*** TASK MATERIAL ***

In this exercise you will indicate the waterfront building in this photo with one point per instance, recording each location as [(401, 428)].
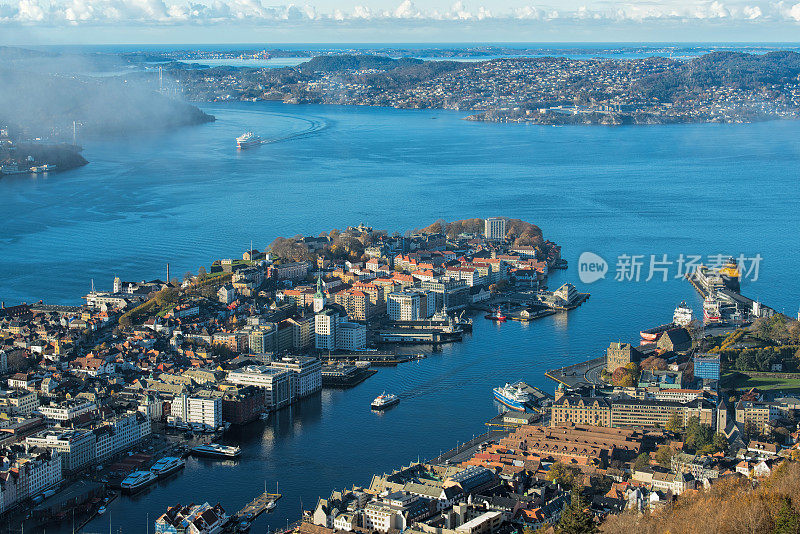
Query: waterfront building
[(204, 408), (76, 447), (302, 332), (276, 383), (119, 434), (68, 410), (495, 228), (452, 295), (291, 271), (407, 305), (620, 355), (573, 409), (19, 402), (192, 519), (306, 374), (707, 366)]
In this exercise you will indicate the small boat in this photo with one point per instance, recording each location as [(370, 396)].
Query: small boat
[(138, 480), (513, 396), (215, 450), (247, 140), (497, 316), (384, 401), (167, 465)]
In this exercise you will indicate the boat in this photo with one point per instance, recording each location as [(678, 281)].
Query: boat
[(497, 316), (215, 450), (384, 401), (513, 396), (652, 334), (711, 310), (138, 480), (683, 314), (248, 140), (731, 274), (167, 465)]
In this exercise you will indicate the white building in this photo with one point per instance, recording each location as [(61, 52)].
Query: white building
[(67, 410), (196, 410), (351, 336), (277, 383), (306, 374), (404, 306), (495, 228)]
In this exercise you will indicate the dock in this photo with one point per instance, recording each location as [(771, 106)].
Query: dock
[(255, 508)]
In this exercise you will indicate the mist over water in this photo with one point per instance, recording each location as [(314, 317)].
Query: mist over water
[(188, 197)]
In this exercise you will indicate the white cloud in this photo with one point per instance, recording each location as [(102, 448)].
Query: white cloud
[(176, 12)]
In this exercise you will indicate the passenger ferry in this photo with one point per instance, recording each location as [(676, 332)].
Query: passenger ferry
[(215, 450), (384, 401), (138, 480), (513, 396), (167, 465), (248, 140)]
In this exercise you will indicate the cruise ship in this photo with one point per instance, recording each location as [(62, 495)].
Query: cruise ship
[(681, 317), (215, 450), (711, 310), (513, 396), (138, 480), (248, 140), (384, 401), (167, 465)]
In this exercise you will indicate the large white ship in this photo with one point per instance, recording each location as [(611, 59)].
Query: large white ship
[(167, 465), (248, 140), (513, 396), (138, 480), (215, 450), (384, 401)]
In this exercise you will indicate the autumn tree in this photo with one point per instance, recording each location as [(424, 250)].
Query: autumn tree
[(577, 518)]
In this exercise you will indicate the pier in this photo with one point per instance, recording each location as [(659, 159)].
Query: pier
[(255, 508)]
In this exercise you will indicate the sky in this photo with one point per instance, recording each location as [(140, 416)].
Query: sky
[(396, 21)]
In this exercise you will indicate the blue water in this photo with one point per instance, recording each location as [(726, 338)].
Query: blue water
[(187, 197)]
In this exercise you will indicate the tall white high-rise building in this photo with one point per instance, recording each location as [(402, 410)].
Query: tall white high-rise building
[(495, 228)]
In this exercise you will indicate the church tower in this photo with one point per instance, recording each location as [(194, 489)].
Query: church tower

*** End of TASK MATERIAL ***
*** TASK MATERIAL ***

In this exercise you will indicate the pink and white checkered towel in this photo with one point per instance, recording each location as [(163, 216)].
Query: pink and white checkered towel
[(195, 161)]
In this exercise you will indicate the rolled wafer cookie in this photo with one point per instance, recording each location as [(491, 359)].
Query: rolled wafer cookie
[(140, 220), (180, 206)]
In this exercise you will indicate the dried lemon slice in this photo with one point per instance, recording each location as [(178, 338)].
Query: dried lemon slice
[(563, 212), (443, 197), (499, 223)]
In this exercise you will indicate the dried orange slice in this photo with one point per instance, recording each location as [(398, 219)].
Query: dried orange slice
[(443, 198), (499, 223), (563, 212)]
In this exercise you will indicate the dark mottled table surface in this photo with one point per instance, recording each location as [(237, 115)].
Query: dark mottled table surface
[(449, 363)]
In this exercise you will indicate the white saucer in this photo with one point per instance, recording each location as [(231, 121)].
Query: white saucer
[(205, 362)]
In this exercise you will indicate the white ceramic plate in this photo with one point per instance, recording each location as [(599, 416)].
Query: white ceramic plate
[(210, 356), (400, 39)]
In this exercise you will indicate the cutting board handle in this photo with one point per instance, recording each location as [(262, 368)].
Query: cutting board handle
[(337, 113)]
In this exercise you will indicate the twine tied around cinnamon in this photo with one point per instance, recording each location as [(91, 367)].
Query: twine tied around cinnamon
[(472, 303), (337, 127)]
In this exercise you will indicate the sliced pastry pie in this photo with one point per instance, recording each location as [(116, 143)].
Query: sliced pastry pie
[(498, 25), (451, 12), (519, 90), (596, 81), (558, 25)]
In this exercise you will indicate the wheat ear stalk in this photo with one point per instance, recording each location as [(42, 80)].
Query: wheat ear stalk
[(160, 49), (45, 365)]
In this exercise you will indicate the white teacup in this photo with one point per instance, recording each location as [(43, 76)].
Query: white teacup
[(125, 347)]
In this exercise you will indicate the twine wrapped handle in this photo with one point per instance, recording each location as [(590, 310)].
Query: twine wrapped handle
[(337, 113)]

*** End of TASK MATERIAL ***

For this exercise, set down the lines in the entries above from the one with "In this exercise you will indicate the waterfront" through the one with "In this exercise you will indicate the boat" exactly as written, without any pictures.

SOLUTION TO THIS EXERCISE.
In this exercise you will indicate the waterfront building in this photo with one point per instance, recording each location as [(401, 428)].
Query: waterfront building
[(204, 408), (76, 447), (302, 332), (276, 383), (119, 434), (68, 410), (495, 228), (452, 295), (291, 271), (407, 305), (620, 355), (573, 409), (19, 402), (192, 519), (306, 374), (707, 366)]
In this exercise you will indicate the small boat in this photo with one point per instance, recording each location as [(370, 396)].
Query: small boat
[(138, 480), (513, 396), (215, 450), (247, 140), (497, 316), (384, 401), (167, 465)]
In this exercise you will indicate the boat in this photo with one point per instance, recording each location as [(678, 281)].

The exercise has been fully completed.